Work to be completed:
Give all of the records again. Match them exactly.

===== Given records =====

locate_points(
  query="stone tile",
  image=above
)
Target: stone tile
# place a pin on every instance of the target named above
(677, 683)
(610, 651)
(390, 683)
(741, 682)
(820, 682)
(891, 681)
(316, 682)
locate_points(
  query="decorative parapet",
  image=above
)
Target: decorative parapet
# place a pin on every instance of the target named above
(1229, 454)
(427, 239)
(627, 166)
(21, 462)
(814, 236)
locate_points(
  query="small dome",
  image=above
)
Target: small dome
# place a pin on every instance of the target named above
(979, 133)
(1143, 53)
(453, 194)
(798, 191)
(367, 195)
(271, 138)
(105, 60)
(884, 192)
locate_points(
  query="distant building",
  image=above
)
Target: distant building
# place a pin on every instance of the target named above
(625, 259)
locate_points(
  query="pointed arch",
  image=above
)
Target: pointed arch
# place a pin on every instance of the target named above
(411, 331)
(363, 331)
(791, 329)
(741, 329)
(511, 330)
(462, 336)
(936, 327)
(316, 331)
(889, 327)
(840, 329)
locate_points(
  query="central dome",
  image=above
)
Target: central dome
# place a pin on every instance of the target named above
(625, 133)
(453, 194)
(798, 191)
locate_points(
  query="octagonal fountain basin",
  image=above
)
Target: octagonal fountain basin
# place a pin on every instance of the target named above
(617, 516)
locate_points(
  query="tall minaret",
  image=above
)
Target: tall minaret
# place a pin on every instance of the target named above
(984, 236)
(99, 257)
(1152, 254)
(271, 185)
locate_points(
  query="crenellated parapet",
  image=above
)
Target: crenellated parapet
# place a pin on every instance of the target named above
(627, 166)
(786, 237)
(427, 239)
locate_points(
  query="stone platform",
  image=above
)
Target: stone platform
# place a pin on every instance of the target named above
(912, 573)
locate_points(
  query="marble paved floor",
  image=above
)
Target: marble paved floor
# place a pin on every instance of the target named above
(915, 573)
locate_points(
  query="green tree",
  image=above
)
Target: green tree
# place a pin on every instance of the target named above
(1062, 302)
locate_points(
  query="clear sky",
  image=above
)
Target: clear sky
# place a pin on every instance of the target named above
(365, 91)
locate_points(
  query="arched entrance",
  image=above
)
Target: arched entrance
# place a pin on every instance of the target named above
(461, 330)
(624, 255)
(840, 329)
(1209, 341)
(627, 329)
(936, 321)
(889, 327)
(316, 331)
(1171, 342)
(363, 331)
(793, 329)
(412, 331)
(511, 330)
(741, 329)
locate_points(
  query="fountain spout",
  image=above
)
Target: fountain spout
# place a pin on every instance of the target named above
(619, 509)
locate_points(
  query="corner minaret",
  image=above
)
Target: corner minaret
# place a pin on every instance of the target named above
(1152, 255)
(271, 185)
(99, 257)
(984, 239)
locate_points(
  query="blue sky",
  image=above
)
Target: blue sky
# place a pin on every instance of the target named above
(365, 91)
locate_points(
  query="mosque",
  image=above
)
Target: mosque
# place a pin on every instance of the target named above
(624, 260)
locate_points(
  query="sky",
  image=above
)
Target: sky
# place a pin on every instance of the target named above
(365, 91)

=====

Output of the exercise:
locate_points(
  query="stone tile",
  image=above
)
Target: stone tile
# place a pin on every instance of the target named above
(677, 683)
(610, 651)
(390, 683)
(741, 682)
(820, 682)
(891, 681)
(316, 682)
locate_points(
  query="decorative parapet",
  image=above
)
Target: decorative parapet
# place a pin on every instance of the target named above
(1229, 454)
(427, 239)
(627, 166)
(21, 462)
(814, 236)
locate_points(
  query="small dome",
  image=above
)
Target: small dome
# place a pin on every instance of the target named above
(979, 133)
(1143, 53)
(453, 194)
(798, 191)
(367, 195)
(271, 138)
(105, 60)
(884, 192)
locate_points(
  query="distant building",
  image=above
)
Target: distant building
# place a pin on every instance of the target named above
(625, 259)
locate_points(
  query="pointed arch",
  image=above
)
Target: pointed arch
# place a pin on every instance of the target named above
(411, 331)
(363, 331)
(791, 329)
(741, 329)
(511, 330)
(462, 336)
(936, 327)
(316, 331)
(889, 327)
(840, 329)
locate_points(
  query="central dome",
  image=above
)
Target: central dome
# place a pin on every instance of the target named above
(625, 133)
(453, 194)
(798, 191)
locate_points(
  query="octagonal fountain basin",
  image=above
)
Target: octagonal fountain basin
# place a pin on every instance of the target named above
(617, 516)
locate_points(
  query="tall minaret",
  image=above
)
Target: tall minaret
# place a pin on every instance of the target named above
(984, 236)
(99, 257)
(1152, 254)
(271, 185)
locate_points(
  query="crenellated parapet",
  image=above
)
Target: crenellated parapet
# place a pin on every instance of the target named above
(627, 166)
(786, 237)
(427, 239)
locate_points(
  query="stone platform",
  image=above
)
Target: stone platform
# place a pin on every instance of the target named above
(912, 573)
locate_points(
  query="marble paved floor",
  image=above
)
Target: marble paved floor
# place a pin on every instance of the target named above
(915, 573)
locate_points(
  query="green tree",
  image=above
)
Target: green tree
# place a pin on every instance of the target named above
(1062, 302)
locate_points(
  query="clear sky",
  image=above
)
Target: clear sky
# place a pin on every instance of the target named above
(365, 91)
locate_points(
  query="arched entrance",
  image=above
)
Target: arched entrance
# place a pin on every instance of the target named above
(461, 330)
(624, 255)
(840, 329)
(1209, 341)
(627, 329)
(936, 321)
(889, 327)
(316, 331)
(1171, 342)
(363, 331)
(793, 329)
(412, 331)
(511, 330)
(741, 329)
locate_points(
  query="fountain spout",
  image=above
)
Target: fountain spout
# place a pin on every instance of the target named above
(619, 509)
locate_points(
  query="corner minaret",
  image=above
)
Target: corner minaret
# place a pin on every instance of the target named above
(1152, 255)
(271, 185)
(99, 257)
(984, 239)
locate_points(
  query="blue sky",
  image=above
)
Target: blue sky
# place a pin on every instance of the target named above
(365, 91)
locate_points(
  query="mosque",
  image=above
)
Target: mosque
# place a pin on every instance of the target named above
(624, 260)
locate_points(
  query="sky",
  image=above
)
Target: sky
# place a pin on every instance of the target named above
(365, 91)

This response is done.